**TEXT UNDER STUDY**:
Agentic AI in science
Can we trust AI agents
to reason autonomously in science?
As agentic AI systems become increasingly capable of complex reasoning, they will be increasingly adopted in scientific workflows. As in many other domains, in science we cannot blindly trust conclusions or predictions but need to carefully consider reasoning. So, when deploying agentic AI, how do we ensure accountability when they work autonomously?
Consider a concrete scenario: an AI agent spends 20 minutes autonomously reasoning and analyzing data and produces a conclusion. How can you verify its work? How do you know it didn't hallucinate at a critical decision point five minutes in, leading to convincing reasoning in the second half that is still fundamentally flawed because of the initial mistake?
Learning from human collaboration
In this work, we approached this challenge by first asking how do human scientists build trust with each other in collaborations on single-cell biology projects. Here, individual scientists accumulate reasoning over weeks and months before sharing their work. To convey reasoning, human scientists document their work in computational notebooks, e.g. in Jupyter notebooks for python-centric analyses. These notebooks interleave code, results, and interpretations, creating a transparent record in this complex setting that enables feedback and iterative refinement.

**PROBLEMS AND TASKS**:
- a) In the text on agentic AI in science, what three things do computational notebooks interleave?
- b) In the scenario described in the text on agentic AI in science, how long does the AI agent spend autonomously reasoning and analyzing data before producing a conclusion?
- c) Carry the text on agentic AI in science forward from its final sentence, keeping its subject and tone.

**RECORDS**:
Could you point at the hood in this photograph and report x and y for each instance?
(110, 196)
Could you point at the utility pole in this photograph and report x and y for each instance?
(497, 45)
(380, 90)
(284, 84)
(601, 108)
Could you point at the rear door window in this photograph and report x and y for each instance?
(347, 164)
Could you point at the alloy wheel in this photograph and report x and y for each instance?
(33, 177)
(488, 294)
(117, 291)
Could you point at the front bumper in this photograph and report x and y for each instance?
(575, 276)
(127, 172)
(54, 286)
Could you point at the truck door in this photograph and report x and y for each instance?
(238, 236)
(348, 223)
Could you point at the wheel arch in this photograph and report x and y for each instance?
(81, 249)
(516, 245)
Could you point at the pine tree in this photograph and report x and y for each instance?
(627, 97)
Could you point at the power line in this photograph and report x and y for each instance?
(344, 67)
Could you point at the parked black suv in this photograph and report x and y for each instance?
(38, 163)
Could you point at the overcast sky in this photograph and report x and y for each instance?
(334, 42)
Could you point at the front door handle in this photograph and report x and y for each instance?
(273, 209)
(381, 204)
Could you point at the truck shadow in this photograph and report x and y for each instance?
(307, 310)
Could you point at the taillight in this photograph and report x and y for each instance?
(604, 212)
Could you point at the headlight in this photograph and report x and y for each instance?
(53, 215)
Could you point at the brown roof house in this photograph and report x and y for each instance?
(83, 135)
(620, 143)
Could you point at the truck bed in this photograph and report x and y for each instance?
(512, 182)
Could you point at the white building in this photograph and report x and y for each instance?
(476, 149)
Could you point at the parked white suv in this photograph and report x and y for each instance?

* * *

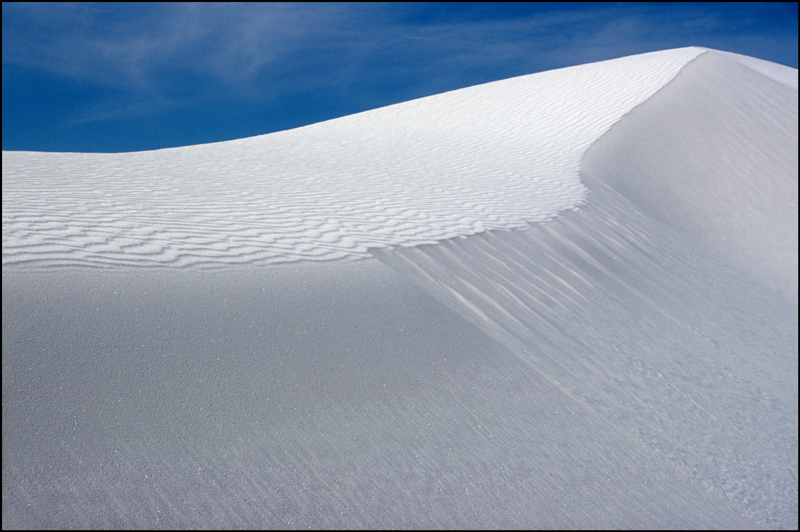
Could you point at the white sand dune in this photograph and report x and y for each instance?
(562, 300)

--

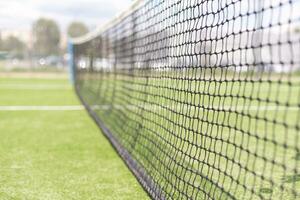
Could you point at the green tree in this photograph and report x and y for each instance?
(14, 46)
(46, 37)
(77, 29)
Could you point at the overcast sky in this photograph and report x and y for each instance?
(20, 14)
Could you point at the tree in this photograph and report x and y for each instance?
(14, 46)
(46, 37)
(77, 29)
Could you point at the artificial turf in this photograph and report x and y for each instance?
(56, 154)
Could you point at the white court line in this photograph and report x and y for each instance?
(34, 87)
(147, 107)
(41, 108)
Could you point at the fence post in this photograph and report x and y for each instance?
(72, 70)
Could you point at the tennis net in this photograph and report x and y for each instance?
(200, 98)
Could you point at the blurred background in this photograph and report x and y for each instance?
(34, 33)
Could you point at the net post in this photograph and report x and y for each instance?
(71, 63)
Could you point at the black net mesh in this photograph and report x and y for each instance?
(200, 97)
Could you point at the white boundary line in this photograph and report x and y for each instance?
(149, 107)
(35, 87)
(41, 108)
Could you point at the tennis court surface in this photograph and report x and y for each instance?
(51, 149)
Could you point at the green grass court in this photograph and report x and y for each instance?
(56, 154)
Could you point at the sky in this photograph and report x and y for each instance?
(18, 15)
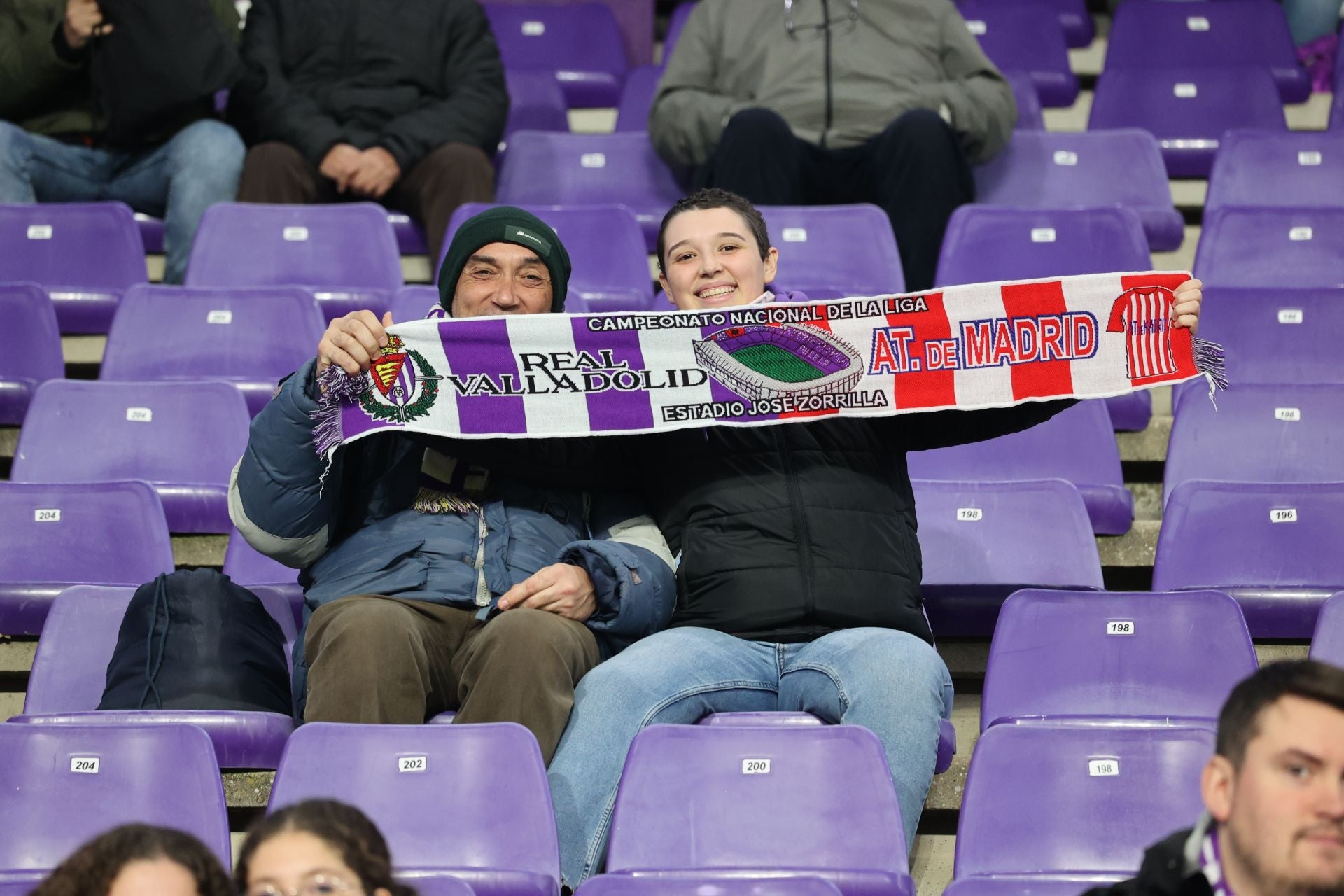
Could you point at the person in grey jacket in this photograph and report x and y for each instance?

**YOUR RESPONSES**:
- a) Code, results, and interpretations.

- b) 20 minutes.

- c)
Introducing kai – an agentic AI assistant
for single-cell biology
Building on this insight, we designed kai: an agentic AI system that adopts computational notebooks as its primary reasoning interface. Rather than operating as a black box , kai generates Jupyter notebooks that can be interpreted by human scientists. This is enabled by several components:
A chat interface in VS Code where scientists interact with kai through language
A notebook editing interface that allows kai to modify and execute Jupyter notebook cells and observe their outputs
A retrieval system that synthesizes information from thousands of published computational workflows to inform kai’s analysis planning
Specialized agents for planning, coding, and reasoning that work together to address complex queries
The agentic architecture separates planning from execution. Planning agents consult a database of published analyses to design workflows´and execution agents generate code, interpret results, and reason over their findings. This separation enables kai to tackle analyses that require extended reasoning – often 20 minutes or more of autonomous work. Critically, the output isn't just a final answer. It's a complete Jupyter notebook documenting every analysis step and decision. Human scientists can inspect this notebook cell by cell, modify the approach, and provide feedback that kai can incorporate in subsequent iterations.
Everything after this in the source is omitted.